Trecho para leitura
━━━━━━━━━━━━━━━━
Fizemos isso e ninguém lembra. Quantos oficiais foram cassados? Não sei,
mas foram centenas.
Isso sem falar na cassação de políticos, torturas e mortes.
A esquerda dominou completamente o pensamento e a mídia. Sua geração
foi impactada pelo veneno da esquerda. O Exército é poder moderador,
garantidor da lei e da ordem. Evitamos a quebra do país. Ninguém fala o
que eles [a esquerda] fizeram, preferem falar da bomba do Riocentro,
quando dois idiotas fizeram aquilo. Fizemos uma coisa civilizada,
chamada cassação, que é a mesma coisa do chamado ostracismo da Grécia. A
revolução de 1964 foi absolutamente democrática. Não tivemos ditador,
mas sucessivos presidentes eleitos. Votação indireta, mas não ilegítima.
Todos eleitos pelo Congresso. Já vi que sua posição é meio esquisita.
Não havia liberdade, eram tempos de exceção.
Se houve algo, foi pressão política. Isso sim. Mas a revolução não
matou ninguém. Eles [a esquerda] montam essas teorias, isso nos irrita
profundamente. O que aconteceu é que a subversão virou radicalmente, o
que era para fazer? Não se esqueça que toda ação tem uma reação igual.
Eram canalhas, matavam, assaltavam bancos e joalherias, no caso do
sequestro do embaixador [americano Charles Elbrick, em 1969],
desmoralizou o Brasil perante o mundo. São canalhas!
━━━━━━━━━━━━━━━━
Problema proposto
Reproduza, sem mudar nada, a parte do trecho sobre 1964 que vai de "Não havia liberdade, eram" até "mundo. São canalhas!", incluindo essas palavras. Os dados são um material separado, sem ligação com o trecho.
━━━━━━━━━━━━━━━━
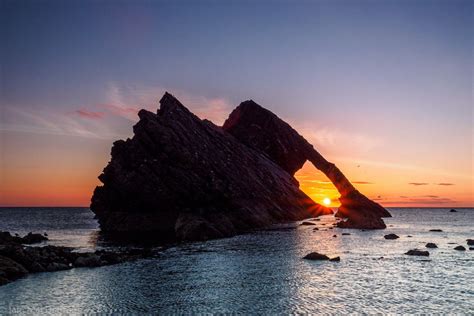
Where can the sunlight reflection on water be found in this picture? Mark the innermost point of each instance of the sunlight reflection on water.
(264, 272)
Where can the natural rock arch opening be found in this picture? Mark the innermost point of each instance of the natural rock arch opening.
(317, 186)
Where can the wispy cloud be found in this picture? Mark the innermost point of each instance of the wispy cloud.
(126, 101)
(333, 140)
(110, 117)
(89, 114)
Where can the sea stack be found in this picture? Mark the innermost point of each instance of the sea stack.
(183, 178)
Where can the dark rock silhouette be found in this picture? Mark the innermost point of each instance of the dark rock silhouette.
(261, 129)
(416, 252)
(315, 256)
(184, 178)
(17, 261)
(391, 236)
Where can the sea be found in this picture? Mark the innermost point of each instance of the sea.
(261, 272)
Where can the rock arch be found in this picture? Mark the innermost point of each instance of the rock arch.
(259, 128)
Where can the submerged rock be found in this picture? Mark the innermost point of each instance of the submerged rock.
(33, 238)
(416, 252)
(10, 270)
(263, 130)
(184, 178)
(29, 239)
(315, 256)
(391, 236)
(17, 260)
━━━━━━━━━━━━━━━━
Exercício resolvido
Não havia liberdade, eram tempos de exceção.
Se houve algo, foi pressão política. Isso sim. Mas a revolução não
matou ninguém. Eles [a esquerda] montam essas teorias, isso nos irrita
profundamente. O que aconteceu é que a subversão virou radicalmente, o
que era para fazer? Não se esqueça que toda ação tem uma reação igual.
Eram canalhas, matavam, assaltavam bancos e joalherias, no caso do
sequestro do embaixador [americano Charles Elbrick, em 1969],
desmoralizou o Brasil perante o mundo. São canalhas!